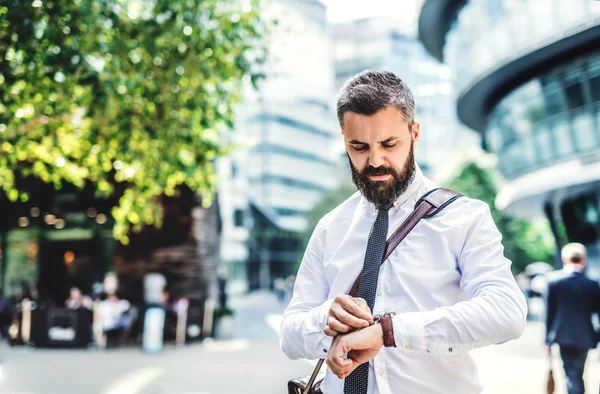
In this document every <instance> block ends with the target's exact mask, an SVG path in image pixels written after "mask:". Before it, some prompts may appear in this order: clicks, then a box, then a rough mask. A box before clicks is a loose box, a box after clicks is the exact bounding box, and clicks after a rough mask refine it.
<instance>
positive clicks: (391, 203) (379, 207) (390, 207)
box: [377, 203, 394, 212]
mask: <svg viewBox="0 0 600 394" xmlns="http://www.w3.org/2000/svg"><path fill="white" fill-rule="evenodd" d="M393 206H394V204H393V203H390V204H388V205H385V206H383V205H379V206H378V207H377V211H379V212H381V211H383V212H387V211H389V210H390V209H391V208H392V207H393Z"/></svg>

== Task ==
Reproduce the whole listing above word for word, but leave out the picture.

== Reply to the exercise ==
In this document every <instance> block ends with the target's exact mask, an SVG path in image pixels written after "mask:". Before it, some prompts may appear in this order: clicks, then a box, then a rough mask. A box before clicks is a loose box, a box after clicks is the exact bounding box, and clicks after a rough mask refine it.
<instance>
positive clicks: (391, 203) (379, 207) (390, 207)
box: [377, 203, 394, 212]
mask: <svg viewBox="0 0 600 394" xmlns="http://www.w3.org/2000/svg"><path fill="white" fill-rule="evenodd" d="M393 206H394V204H393V203H390V204H388V205H385V206H383V205H379V206H378V207H377V211H379V212H381V211H383V212H387V211H389V210H390V209H391V208H392V207H393Z"/></svg>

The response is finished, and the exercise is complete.